━━━ PROVIDED INFORMATION ━━━

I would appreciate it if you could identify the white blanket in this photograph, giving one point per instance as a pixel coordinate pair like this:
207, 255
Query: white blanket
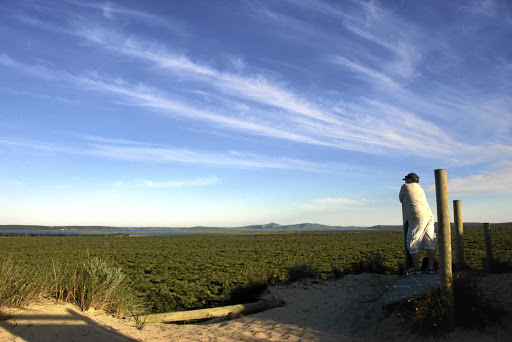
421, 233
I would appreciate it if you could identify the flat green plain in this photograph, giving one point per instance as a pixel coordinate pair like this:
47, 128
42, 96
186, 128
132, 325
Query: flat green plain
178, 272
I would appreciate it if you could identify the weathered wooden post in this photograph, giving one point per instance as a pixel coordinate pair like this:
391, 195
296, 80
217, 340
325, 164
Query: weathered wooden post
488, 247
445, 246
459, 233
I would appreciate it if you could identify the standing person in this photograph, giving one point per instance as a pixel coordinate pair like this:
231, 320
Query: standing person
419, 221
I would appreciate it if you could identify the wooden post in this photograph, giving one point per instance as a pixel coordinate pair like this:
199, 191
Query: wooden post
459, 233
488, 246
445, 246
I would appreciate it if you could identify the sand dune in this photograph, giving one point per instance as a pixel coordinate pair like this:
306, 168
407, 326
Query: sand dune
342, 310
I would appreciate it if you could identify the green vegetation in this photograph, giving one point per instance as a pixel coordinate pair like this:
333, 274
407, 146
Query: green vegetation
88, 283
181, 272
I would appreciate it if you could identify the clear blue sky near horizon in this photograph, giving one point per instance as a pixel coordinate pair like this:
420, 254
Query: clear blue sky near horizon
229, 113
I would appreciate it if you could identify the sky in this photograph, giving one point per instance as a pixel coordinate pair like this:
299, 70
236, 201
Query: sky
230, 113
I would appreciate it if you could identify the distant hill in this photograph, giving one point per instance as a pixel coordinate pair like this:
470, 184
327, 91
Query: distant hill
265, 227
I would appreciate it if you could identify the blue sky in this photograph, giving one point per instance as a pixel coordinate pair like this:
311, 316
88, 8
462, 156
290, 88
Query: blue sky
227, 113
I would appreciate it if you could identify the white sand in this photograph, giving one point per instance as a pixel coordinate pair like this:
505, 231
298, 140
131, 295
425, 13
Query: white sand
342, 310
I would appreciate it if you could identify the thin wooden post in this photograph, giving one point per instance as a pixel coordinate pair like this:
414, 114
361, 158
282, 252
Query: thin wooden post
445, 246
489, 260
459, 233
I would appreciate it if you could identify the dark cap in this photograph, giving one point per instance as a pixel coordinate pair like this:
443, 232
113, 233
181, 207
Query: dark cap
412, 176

━━━
━━━ PROVIDED INFORMATION ━━━

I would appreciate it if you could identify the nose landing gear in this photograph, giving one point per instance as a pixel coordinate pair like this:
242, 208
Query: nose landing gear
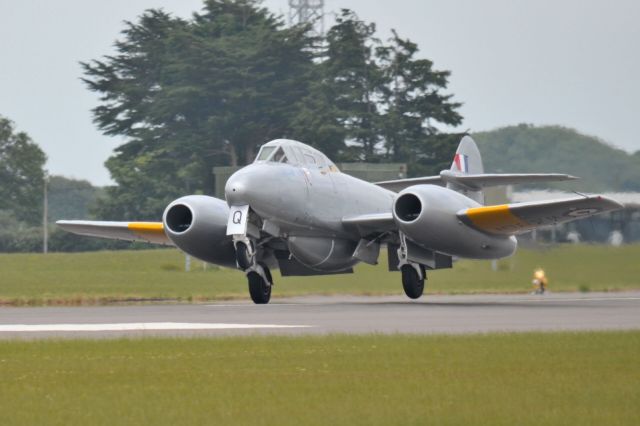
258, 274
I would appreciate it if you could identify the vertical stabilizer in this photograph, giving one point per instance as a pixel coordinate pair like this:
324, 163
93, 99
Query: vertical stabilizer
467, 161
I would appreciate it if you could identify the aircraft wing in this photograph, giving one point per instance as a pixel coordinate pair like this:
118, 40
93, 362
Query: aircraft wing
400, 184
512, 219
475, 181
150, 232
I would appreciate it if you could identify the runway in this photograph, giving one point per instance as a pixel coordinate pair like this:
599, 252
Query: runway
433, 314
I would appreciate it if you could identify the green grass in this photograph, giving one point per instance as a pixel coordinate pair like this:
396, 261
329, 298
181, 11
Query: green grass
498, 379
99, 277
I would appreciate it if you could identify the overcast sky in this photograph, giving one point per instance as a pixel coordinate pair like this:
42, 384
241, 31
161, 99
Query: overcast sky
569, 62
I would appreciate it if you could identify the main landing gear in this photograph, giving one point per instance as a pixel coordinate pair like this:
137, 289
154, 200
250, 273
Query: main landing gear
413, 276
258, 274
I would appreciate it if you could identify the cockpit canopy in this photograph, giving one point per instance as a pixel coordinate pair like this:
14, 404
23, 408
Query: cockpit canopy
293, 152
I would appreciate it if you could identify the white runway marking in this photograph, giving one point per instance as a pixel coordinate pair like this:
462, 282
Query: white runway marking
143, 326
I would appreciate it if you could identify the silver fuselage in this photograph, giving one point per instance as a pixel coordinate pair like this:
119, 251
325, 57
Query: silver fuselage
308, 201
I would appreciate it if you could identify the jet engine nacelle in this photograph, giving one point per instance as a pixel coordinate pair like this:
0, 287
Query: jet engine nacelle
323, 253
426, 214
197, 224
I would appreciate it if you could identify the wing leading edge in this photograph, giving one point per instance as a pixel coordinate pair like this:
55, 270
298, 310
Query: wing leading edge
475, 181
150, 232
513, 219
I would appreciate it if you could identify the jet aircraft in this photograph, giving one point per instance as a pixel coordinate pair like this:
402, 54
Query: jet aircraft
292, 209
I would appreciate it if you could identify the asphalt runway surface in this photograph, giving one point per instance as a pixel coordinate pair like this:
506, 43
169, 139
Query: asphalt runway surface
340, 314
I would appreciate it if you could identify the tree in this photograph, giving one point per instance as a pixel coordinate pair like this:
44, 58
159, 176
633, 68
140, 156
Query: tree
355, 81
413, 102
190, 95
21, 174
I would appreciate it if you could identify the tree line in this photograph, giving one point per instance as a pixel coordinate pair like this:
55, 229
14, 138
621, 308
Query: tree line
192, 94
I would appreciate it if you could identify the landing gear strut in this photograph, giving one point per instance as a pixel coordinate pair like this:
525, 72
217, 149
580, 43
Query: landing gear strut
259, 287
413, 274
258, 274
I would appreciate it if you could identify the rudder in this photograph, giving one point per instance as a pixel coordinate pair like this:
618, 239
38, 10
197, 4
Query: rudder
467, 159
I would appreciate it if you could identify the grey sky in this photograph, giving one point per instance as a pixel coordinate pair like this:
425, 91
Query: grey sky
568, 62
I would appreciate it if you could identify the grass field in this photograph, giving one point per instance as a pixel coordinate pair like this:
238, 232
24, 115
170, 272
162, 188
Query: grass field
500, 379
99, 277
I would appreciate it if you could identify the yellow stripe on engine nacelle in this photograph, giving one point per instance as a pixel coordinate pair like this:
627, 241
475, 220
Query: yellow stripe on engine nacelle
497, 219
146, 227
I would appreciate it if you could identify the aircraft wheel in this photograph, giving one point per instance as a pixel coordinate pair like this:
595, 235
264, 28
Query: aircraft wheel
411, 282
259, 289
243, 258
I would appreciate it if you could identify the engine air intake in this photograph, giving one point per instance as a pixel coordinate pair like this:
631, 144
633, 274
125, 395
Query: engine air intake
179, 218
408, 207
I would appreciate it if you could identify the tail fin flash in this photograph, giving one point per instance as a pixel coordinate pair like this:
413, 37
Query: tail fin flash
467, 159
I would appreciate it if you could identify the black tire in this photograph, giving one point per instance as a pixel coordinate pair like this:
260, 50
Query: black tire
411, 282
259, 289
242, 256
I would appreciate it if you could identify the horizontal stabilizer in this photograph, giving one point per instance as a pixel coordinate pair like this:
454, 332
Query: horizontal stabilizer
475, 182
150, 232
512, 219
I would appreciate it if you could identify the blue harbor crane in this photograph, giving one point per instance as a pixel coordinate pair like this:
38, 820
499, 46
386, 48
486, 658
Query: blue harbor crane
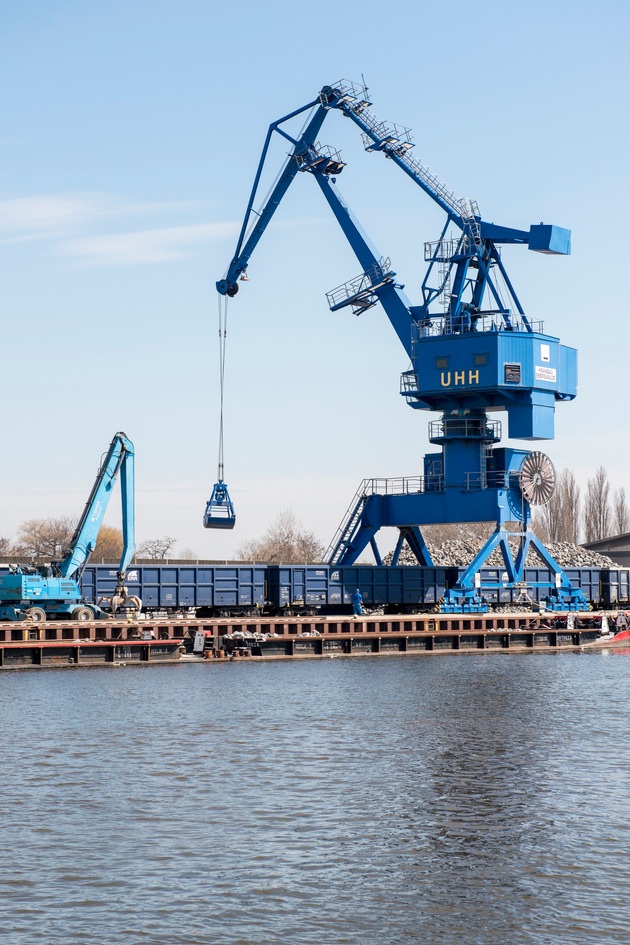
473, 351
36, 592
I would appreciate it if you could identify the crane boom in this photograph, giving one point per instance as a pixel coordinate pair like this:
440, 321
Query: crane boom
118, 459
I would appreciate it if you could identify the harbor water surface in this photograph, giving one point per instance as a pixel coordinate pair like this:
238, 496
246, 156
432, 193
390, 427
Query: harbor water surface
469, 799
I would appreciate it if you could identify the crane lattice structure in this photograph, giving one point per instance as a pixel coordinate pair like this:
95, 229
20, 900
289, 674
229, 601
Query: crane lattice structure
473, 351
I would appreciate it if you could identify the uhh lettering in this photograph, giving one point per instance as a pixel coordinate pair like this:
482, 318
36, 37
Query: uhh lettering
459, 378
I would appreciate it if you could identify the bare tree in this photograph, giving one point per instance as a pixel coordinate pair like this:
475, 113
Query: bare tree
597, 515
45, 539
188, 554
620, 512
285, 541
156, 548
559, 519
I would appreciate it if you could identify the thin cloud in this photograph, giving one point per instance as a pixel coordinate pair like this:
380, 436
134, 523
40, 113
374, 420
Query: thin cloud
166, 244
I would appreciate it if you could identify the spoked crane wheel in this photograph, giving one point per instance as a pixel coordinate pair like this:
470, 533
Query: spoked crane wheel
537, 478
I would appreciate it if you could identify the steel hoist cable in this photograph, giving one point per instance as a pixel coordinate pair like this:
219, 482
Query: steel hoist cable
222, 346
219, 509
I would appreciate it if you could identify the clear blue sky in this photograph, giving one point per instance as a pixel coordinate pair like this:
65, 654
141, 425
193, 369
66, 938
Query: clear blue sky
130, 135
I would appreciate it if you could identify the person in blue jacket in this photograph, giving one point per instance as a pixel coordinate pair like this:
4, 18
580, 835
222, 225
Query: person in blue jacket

━━━
━━━ PROVIDED INFORMATION ━━━

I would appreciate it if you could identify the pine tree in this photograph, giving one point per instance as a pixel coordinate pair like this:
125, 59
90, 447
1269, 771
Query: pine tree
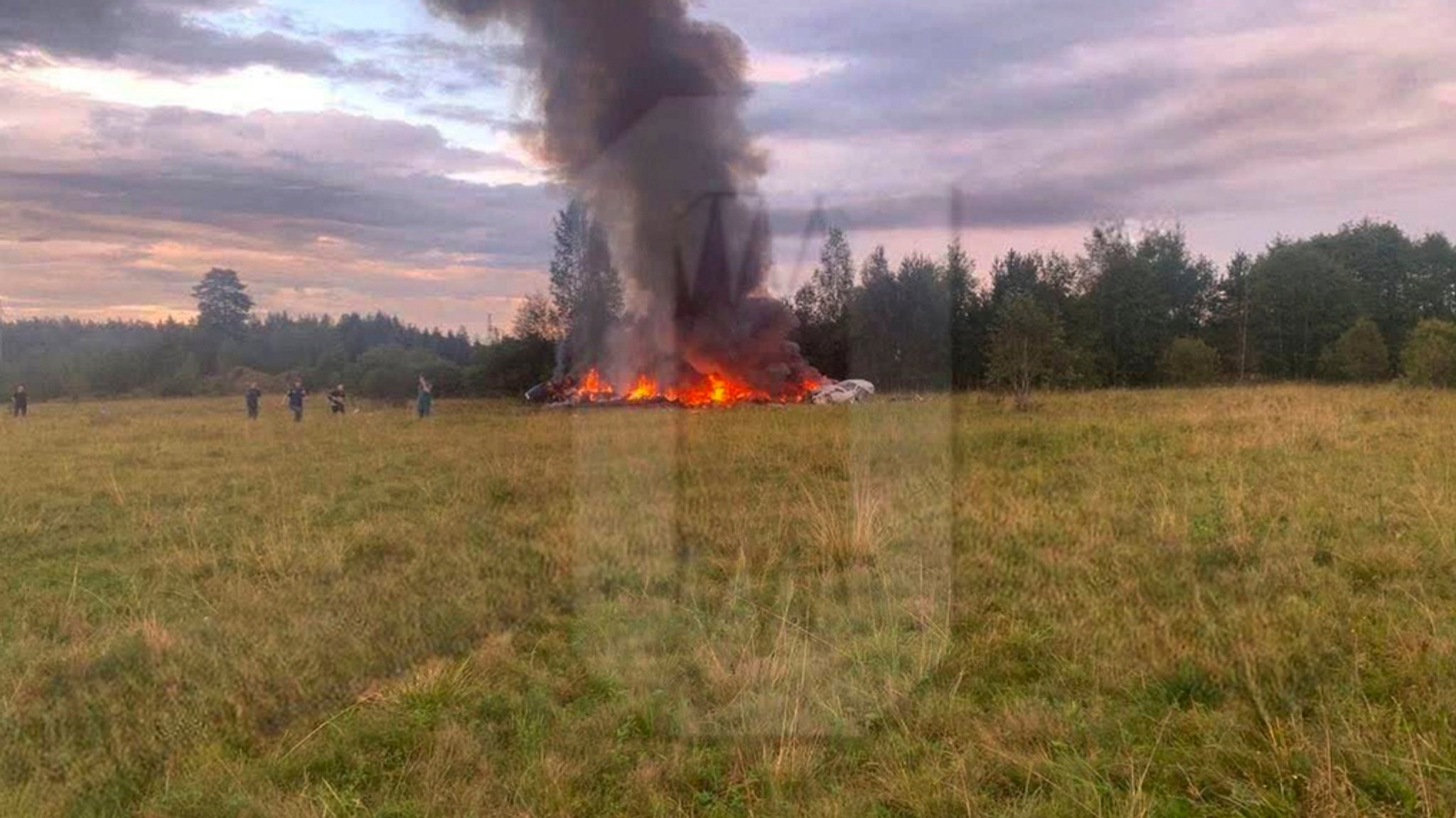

━━━

ASSIGNMENT | Show each line of the data that contains the string "pine".

RESULT BELOW |
I would appreciate it if you could identify the pine tree in this photograph, giving one point per instance as a pixel coordinate pair like this:
Query: pine tree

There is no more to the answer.